- Stated exercise -
How many lines in the entries below contain the string "hair"? Reply with the number alone.

Location labeling records:
______________________________
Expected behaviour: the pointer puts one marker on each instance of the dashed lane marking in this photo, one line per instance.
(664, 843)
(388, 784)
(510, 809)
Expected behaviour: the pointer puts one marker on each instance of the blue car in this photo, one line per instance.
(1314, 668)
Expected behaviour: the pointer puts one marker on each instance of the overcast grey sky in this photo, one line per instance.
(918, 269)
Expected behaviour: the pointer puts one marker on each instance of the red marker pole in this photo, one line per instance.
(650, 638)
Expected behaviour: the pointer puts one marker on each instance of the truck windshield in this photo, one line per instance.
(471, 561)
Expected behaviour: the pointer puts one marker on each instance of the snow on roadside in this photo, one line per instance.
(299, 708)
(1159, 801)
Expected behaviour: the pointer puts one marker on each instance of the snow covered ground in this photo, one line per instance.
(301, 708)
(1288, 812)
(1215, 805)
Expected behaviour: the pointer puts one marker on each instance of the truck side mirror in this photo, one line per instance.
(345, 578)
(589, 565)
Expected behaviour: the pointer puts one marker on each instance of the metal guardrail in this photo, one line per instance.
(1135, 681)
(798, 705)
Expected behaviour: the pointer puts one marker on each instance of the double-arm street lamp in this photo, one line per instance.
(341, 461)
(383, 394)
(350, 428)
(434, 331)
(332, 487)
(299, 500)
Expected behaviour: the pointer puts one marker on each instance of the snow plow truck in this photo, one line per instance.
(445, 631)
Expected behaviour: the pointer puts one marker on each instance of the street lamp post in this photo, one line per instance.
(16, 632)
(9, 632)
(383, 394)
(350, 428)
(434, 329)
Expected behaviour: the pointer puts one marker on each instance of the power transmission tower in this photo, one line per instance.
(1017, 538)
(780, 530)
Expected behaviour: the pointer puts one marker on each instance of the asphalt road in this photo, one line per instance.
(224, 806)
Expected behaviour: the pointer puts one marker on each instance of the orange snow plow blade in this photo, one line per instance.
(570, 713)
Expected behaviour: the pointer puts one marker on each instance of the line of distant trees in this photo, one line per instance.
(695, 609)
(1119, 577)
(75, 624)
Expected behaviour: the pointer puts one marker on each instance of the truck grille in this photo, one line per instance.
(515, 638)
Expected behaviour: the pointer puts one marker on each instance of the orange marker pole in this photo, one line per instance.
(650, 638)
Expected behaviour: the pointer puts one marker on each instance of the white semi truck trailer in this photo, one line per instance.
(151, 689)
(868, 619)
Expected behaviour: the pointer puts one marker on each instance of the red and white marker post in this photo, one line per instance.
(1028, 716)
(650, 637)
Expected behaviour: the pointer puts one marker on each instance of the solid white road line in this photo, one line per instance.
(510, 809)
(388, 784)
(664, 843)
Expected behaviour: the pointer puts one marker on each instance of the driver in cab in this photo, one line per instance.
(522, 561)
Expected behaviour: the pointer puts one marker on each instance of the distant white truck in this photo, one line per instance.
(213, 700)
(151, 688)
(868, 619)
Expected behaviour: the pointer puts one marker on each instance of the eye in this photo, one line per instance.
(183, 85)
______________________________
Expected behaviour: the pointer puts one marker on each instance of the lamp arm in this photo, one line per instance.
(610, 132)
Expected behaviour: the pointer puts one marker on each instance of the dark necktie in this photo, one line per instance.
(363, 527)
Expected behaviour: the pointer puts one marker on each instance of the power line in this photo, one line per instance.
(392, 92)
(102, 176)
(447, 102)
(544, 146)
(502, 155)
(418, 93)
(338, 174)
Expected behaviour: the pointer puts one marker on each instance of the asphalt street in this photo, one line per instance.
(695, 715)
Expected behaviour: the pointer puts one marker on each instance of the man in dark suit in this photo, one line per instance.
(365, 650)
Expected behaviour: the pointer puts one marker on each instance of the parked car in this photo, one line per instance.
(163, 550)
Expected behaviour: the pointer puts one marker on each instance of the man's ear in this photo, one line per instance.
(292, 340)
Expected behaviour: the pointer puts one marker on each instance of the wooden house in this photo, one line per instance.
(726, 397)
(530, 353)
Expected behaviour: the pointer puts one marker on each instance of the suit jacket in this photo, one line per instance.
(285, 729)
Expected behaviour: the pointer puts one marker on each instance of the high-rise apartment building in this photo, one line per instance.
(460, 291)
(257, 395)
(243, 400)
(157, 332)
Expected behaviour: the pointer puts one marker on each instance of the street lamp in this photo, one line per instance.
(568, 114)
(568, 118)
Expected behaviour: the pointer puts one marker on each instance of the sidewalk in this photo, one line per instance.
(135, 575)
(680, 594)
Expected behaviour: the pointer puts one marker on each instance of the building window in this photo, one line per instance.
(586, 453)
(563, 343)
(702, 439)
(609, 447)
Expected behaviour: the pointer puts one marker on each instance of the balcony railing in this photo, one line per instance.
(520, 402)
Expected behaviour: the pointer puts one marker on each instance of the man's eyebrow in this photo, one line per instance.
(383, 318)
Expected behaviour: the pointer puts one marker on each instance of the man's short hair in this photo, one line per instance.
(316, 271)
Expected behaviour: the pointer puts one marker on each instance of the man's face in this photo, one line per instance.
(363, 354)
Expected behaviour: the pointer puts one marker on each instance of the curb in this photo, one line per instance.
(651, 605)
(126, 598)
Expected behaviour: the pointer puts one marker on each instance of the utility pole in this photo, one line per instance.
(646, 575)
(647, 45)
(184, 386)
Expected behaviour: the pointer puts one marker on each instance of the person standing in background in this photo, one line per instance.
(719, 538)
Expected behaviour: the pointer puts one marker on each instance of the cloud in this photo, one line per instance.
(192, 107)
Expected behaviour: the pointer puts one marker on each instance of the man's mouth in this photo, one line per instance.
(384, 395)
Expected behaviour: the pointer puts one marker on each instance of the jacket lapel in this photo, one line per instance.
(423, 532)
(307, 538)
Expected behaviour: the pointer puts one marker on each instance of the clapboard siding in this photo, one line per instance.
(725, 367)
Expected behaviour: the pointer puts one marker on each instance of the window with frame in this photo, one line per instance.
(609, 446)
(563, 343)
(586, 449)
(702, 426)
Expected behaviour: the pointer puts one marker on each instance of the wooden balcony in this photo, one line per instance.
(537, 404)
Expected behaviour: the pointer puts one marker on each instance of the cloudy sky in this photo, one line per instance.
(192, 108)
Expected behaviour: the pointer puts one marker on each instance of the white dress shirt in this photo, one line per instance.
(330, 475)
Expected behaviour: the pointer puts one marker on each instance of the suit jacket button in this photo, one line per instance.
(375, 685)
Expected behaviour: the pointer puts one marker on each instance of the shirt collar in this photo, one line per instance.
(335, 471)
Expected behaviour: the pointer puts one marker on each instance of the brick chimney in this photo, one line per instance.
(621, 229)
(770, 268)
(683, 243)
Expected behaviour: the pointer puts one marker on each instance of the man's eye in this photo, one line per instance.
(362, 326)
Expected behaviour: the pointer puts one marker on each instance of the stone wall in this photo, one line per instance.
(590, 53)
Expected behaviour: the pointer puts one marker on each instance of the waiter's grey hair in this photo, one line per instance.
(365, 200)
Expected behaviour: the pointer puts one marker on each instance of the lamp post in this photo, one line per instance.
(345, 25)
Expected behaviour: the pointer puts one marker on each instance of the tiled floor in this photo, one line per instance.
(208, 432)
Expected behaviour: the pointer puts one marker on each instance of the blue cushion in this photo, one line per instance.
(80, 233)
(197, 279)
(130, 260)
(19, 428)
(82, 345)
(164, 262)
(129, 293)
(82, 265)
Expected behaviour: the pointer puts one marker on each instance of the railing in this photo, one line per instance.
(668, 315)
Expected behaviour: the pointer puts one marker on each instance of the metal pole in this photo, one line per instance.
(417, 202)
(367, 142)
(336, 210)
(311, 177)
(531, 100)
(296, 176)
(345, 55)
______________________________
- Result of the task -
2